EXERCISE DESCRIPTION
Print the complete set of entries exactly.

SOURCE DATA

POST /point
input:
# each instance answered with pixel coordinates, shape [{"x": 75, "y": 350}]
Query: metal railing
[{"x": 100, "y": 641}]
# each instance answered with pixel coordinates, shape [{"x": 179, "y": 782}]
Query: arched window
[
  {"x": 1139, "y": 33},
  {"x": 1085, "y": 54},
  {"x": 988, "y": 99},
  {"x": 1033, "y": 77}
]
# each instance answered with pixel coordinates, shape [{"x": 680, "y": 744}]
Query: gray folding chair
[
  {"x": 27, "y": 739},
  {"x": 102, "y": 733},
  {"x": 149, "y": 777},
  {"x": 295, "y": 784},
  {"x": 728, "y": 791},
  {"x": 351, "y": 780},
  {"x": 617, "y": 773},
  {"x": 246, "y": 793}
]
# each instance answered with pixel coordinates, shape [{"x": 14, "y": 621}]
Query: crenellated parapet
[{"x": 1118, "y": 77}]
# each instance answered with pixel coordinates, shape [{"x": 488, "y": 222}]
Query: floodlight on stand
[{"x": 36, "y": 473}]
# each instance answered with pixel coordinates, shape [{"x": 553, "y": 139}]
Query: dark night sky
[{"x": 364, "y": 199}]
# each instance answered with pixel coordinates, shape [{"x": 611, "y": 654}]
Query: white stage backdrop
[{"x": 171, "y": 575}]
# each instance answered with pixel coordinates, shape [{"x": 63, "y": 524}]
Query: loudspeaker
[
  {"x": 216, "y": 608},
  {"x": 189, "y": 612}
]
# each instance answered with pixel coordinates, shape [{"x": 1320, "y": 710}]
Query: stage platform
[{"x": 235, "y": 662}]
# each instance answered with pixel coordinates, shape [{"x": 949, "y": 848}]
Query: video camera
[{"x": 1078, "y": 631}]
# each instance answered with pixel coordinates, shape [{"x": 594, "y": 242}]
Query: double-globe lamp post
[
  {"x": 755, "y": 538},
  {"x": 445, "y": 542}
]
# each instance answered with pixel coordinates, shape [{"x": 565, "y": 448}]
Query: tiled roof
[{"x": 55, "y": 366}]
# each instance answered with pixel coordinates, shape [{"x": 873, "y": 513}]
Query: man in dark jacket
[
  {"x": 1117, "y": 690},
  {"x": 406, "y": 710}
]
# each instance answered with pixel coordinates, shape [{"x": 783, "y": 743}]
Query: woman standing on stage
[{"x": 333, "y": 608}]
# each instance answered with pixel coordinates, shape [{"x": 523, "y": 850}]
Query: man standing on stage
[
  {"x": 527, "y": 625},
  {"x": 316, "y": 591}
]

RESULT OF THE TASK
POST /point
input:
# each instance answered with pixel coordinates, shape [{"x": 75, "y": 350}]
Query: metal railing
[{"x": 100, "y": 641}]
# each instance answered with pixel coordinates, shape [{"x": 179, "y": 782}]
Query: arched window
[
  {"x": 1139, "y": 33},
  {"x": 1085, "y": 54},
  {"x": 988, "y": 99},
  {"x": 1033, "y": 77}
]
# each instance answered with pixel coordinates, shape [{"x": 680, "y": 744}]
Query: gray folding chair
[
  {"x": 27, "y": 739},
  {"x": 102, "y": 733},
  {"x": 149, "y": 777},
  {"x": 295, "y": 784},
  {"x": 728, "y": 791},
  {"x": 351, "y": 780},
  {"x": 617, "y": 773},
  {"x": 246, "y": 793}
]
# each instance answered with pixel coordinates, shape [{"x": 14, "y": 621}]
Query: crenellated parapet
[{"x": 1118, "y": 77}]
# each instance answered with pixel coordinates, shape [{"x": 488, "y": 222}]
Query: floodlight on stand
[{"x": 36, "y": 473}]
# each instance answered with pixel coordinates, shape [{"x": 553, "y": 139}]
Query: dark night sky
[{"x": 364, "y": 199}]
# each instance answered with pixel coordinates, shape [{"x": 611, "y": 654}]
Query: white stage backdrop
[{"x": 171, "y": 575}]
# each instance answered with pixel coordinates, shape [{"x": 63, "y": 524}]
Query: loudspeaker
[
  {"x": 216, "y": 608},
  {"x": 189, "y": 612}
]
# each instance answered with pixel coordinates, shape [{"x": 1320, "y": 710}]
Query: stage platform
[{"x": 235, "y": 662}]
# each instance answered with pixel coordinates, shape [{"x": 949, "y": 848}]
Query: video camera
[{"x": 1078, "y": 631}]
# each instance answered with pixel coordinates, shape [{"x": 594, "y": 242}]
Query: double-globe lamp post
[
  {"x": 755, "y": 538},
  {"x": 445, "y": 542}
]
# each instance answered with pixel coordinates, shape [{"x": 565, "y": 448}]
Query: tiled roof
[{"x": 55, "y": 366}]
# each instance answered with pixel coordinates, shape [{"x": 873, "y": 513}]
Query: man in dark jacket
[
  {"x": 1117, "y": 690},
  {"x": 406, "y": 710}
]
# each instance answered with pixel coordinates, shape [{"x": 783, "y": 743}]
Query: woman standing on stage
[{"x": 333, "y": 608}]
# each instance answered with pixel coordinates, shape [{"x": 523, "y": 850}]
Query: man standing on stage
[
  {"x": 527, "y": 625},
  {"x": 316, "y": 591}
]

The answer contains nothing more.